§ **PROBLEM STATEMENT**
Please copy out every line of the entries below, keeping each request exactly as it stands, and add 8 to both numbers in every coordinate pair in the answers.

§ **RECORDS FOR THIS EXERCISE**
_ _ _ _
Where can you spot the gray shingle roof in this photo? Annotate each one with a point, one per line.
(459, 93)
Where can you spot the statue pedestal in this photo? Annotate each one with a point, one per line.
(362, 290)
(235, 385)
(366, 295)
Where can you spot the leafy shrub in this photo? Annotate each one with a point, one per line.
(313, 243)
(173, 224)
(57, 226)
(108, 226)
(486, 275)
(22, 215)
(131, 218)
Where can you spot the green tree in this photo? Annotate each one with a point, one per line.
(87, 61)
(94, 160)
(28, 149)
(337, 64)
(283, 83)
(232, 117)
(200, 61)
_ _ _ _
§ **THE OUTPUT**
Where can you spot the gray shingle roof in this photo? Annotate each one with a point, one per line.
(467, 101)
Where can you spot the statue pedestal in this photo? Annotate each one with a point, one per line.
(370, 298)
(243, 393)
(374, 303)
Where can you spot the leafy shrub in this photo? Annotate each one with a point, one per line.
(321, 251)
(181, 232)
(65, 234)
(116, 234)
(494, 283)
(30, 223)
(139, 226)
Where can you spot the green tree in this photo? Annotate each one with a point, one per line.
(95, 69)
(102, 168)
(36, 157)
(345, 72)
(291, 91)
(240, 125)
(208, 69)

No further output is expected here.